#### [Extract]
++++

This interdisciplinary and international lecture series examines the role of animals in institutional and infrastructural arrangements, past and present. It investigates the processes by which animals are turned into objects, living zoo attractions, museum exhibits, diplomatic tokens, commodities, laboratory tools, data sets, and more. The aim is to understand the trajectories, traffics and transformations of animal-objects within and between different sites in their global, political, scientific and cultural context.

 

Animals as objects? Histories, Institutions, Infrastructures, Data, and Knowledge

The lecture series is free and open to all. Please register by emailing mareike.vennen[at]hu-berlin.de to receive the Zoom link, and further technical information.

  • Languages: English and German
  • Mondays, from 16:15 to 17:45
  • Live digital format via Zoom

Organized by the joint research project Animals as Objects, Museum für Naturkunde Berlin, Humboldt-Universität Berlin, Zoologischer Garten Berlin AG; in cooperation with the research group The Body of Animals, Max-Planck-Institute für Wissenschaftsgeschichte.

 

Programme

In the lecture series, we will examine how animals – dead and alive – have been collected, transported, classified, processed, used, understood, and displayed at different times. Presenting shared concerns around the politicization, datafication, and commodification of animals (or animal parts) the lectures will offer an extended understanding of agents, institutions, and infrastructures as human/non-human co-productions. Researchers from contemporary history, the history of science, cultural anthropology, cultural studies as well as environmental history and political theory will explore specific encounters between animal bodies, knowledge practices and material cultures in different local and global settings spanning from colonial times to the present day. By investigating how animals and their environments are imagined, studied and managed, the RVL demonstrates how these processes co-shape institutions, infrastructures, and politics. In what ways have animals been used, studied, and classified as objects? What has historically been made to count as an animal and what role do they play in signifying human socialities, just as much as the natural world?

The lecture series invites you to engage in the work of historicizing "naturalized" views, of investigating the politics of care and the economics of conservation, and of challenging a static notion of animals as ‘objects’. It offers conceptual tools and historical contexts for critically interrogating traditional meanings and narratives of animals.

The lecture series draws from two current research clusters and their extended network: the research project "Animals as Objects: Zoological Gardens and the Natural History Museum Berlin, 1810 to 2020” between Museum für Naturkunde, Berlin; Zoologische Gärten, Berlin; and Humboldt Universität, Berlin; and the research theme The Body of Animals Department III at the Max-Planck-Institut für Wissenschaftsgeschichte.

++++

#### [Recorded data]
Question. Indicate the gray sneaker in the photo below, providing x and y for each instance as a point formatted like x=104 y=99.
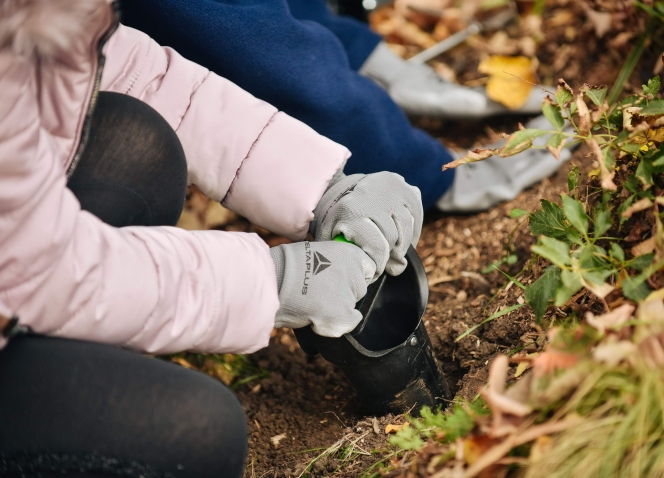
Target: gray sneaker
x=481 y=185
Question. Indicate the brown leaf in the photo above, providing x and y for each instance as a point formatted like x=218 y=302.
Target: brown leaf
x=644 y=247
x=393 y=428
x=277 y=439
x=552 y=360
x=640 y=205
x=614 y=353
x=471 y=157
x=562 y=84
x=584 y=115
x=616 y=317
x=606 y=175
x=601 y=21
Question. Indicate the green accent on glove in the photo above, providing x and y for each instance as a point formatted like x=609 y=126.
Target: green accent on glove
x=341 y=238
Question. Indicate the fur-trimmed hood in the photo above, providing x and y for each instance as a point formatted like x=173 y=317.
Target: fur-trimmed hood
x=45 y=28
x=59 y=42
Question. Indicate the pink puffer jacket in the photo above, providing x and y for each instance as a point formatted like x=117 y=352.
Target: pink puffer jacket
x=156 y=289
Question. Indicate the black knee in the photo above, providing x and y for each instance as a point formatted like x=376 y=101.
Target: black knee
x=217 y=431
x=73 y=407
x=132 y=168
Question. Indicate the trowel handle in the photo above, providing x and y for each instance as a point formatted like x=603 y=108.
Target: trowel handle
x=341 y=238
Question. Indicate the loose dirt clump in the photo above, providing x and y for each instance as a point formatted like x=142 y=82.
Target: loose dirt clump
x=307 y=401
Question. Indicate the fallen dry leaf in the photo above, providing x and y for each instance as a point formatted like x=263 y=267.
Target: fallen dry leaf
x=600 y=290
x=510 y=79
x=552 y=360
x=614 y=353
x=471 y=157
x=277 y=439
x=522 y=367
x=606 y=175
x=640 y=205
x=601 y=21
x=584 y=116
x=612 y=319
x=644 y=247
x=499 y=403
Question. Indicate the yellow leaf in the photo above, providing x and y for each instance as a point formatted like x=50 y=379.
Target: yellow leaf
x=471 y=157
x=656 y=295
x=510 y=79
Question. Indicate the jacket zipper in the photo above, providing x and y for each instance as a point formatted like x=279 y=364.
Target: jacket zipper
x=101 y=60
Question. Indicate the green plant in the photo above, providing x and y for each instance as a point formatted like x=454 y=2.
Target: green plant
x=625 y=187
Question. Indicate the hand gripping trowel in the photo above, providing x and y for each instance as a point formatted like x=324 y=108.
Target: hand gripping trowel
x=388 y=358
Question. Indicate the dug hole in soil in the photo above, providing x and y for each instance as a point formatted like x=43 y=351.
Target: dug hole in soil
x=306 y=405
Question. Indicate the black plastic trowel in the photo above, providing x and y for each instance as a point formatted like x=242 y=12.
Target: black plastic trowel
x=388 y=358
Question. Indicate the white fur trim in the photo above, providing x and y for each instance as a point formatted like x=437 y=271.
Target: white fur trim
x=43 y=27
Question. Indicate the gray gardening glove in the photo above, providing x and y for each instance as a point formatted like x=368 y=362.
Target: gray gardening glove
x=419 y=90
x=379 y=212
x=319 y=284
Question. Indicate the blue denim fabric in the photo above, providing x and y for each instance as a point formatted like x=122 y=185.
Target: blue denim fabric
x=305 y=67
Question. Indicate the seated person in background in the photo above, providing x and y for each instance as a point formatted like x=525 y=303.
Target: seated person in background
x=101 y=130
x=324 y=70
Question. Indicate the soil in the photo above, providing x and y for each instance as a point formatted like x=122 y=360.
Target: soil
x=308 y=401
x=305 y=406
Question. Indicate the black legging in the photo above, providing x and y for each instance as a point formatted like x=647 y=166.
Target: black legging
x=78 y=409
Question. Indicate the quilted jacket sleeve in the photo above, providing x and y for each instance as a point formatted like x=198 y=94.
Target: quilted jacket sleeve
x=241 y=151
x=65 y=273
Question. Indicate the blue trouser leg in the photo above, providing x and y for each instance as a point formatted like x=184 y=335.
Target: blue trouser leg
x=301 y=68
x=356 y=37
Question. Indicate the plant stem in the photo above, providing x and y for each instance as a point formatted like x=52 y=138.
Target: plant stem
x=630 y=64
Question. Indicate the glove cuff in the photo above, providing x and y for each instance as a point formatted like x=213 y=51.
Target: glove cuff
x=279 y=259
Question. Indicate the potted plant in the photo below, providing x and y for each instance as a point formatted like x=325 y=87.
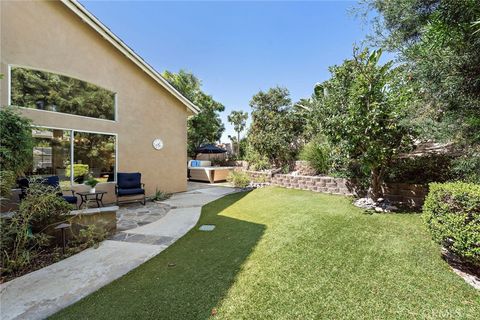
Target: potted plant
x=92 y=182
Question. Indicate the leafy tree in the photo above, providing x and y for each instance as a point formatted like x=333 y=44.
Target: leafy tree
x=206 y=126
x=275 y=127
x=362 y=107
x=16 y=142
x=439 y=42
x=239 y=121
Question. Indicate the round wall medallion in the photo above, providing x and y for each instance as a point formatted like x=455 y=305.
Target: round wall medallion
x=158 y=144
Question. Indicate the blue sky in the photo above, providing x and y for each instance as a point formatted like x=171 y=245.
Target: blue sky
x=238 y=48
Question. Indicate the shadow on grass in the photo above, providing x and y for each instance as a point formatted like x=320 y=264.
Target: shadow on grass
x=186 y=281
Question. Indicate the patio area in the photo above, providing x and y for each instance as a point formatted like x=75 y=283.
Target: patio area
x=143 y=232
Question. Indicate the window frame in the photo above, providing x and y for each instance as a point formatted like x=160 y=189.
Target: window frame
x=72 y=148
x=9 y=94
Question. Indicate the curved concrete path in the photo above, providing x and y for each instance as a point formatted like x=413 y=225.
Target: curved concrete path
x=41 y=293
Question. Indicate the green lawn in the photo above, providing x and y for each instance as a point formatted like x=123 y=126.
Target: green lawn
x=289 y=254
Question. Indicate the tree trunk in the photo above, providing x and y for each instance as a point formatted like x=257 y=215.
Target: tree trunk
x=375 y=190
x=238 y=144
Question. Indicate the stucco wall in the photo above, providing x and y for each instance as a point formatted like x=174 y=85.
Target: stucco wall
x=48 y=36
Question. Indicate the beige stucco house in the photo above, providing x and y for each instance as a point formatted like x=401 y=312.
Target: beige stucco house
x=62 y=39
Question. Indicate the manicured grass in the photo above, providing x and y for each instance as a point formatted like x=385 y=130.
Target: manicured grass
x=288 y=254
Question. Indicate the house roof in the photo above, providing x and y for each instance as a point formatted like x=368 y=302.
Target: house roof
x=101 y=29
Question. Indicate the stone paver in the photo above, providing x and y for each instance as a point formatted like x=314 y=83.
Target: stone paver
x=135 y=214
x=46 y=291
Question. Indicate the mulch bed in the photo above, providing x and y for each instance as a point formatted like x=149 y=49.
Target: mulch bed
x=468 y=271
x=43 y=259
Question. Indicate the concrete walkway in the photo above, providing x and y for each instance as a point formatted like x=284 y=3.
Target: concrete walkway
x=43 y=292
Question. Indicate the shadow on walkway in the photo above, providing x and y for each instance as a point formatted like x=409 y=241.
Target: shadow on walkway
x=185 y=281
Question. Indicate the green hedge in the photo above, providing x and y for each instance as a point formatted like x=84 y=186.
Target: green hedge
x=239 y=179
x=452 y=214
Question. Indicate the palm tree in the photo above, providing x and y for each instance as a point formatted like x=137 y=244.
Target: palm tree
x=239 y=121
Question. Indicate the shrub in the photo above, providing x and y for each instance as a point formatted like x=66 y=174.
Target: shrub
x=7 y=181
x=91 y=182
x=257 y=162
x=159 y=195
x=452 y=214
x=24 y=234
x=239 y=179
x=16 y=142
x=317 y=153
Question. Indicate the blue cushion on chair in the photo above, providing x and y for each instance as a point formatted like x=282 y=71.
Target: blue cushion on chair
x=70 y=199
x=130 y=191
x=129 y=180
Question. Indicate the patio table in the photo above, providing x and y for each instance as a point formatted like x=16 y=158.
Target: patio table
x=97 y=196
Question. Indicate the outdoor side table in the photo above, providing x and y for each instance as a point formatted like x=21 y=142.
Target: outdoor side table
x=97 y=196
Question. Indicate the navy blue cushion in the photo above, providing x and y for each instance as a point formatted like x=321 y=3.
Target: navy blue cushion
x=129 y=180
x=130 y=191
x=70 y=199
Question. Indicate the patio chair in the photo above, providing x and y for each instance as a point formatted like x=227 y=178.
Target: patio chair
x=52 y=181
x=130 y=184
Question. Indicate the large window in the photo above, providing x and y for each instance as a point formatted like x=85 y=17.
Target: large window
x=93 y=155
x=51 y=154
x=53 y=92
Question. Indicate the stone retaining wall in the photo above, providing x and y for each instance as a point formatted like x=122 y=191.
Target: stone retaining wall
x=259 y=175
x=312 y=183
x=409 y=195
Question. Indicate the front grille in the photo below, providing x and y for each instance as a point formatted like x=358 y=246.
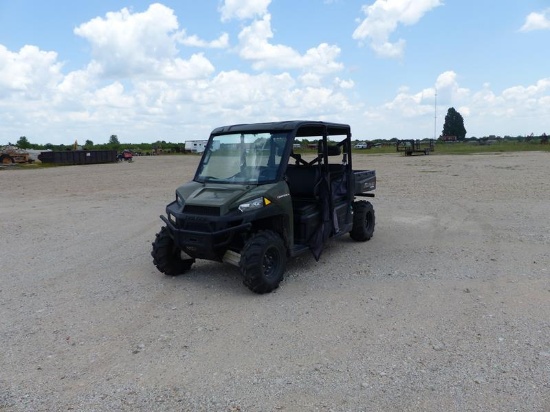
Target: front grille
x=202 y=210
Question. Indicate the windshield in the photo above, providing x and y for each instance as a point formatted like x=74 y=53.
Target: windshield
x=242 y=158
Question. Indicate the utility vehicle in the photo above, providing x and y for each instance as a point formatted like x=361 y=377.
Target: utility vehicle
x=255 y=203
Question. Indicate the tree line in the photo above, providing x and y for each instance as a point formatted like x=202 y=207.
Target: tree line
x=453 y=129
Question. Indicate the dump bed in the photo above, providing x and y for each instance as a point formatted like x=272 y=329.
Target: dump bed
x=363 y=181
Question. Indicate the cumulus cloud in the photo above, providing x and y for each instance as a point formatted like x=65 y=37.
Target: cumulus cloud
x=243 y=9
x=254 y=45
x=194 y=41
x=537 y=21
x=30 y=72
x=125 y=44
x=382 y=19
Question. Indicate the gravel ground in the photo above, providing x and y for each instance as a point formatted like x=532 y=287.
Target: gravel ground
x=446 y=308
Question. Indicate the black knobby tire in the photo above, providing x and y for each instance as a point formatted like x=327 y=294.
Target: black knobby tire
x=263 y=261
x=363 y=221
x=167 y=256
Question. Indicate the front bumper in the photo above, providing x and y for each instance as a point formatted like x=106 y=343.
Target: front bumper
x=203 y=236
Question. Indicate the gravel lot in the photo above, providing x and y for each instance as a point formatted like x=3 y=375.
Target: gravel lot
x=446 y=308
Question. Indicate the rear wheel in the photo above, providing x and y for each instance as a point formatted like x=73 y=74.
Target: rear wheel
x=167 y=256
x=263 y=261
x=363 y=221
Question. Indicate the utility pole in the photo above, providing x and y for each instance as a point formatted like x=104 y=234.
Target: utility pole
x=435 y=114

++++

#### [Exercise task]
Repeat a passage from the lecture series text word for word, starting at the words "The lecture series draws" and ending after "Max-Planck-Institut für Wissenschaftsgeschichte.". Work only from the text about the lecture series.

#### [Solution below]
The lecture series draws from two current research clusters and their extended network: the research project "Animals as Objects: Zoological Gardens and the Natural History Museum Berlin, 1810 to 2020” between Museum für Naturkunde, Berlin; Zoologische Gärten, Berlin; and Humboldt Universität, Berlin; and the research theme The Body of Animals Department III at the Max-Planck-Institut für Wissenschaftsgeschichte.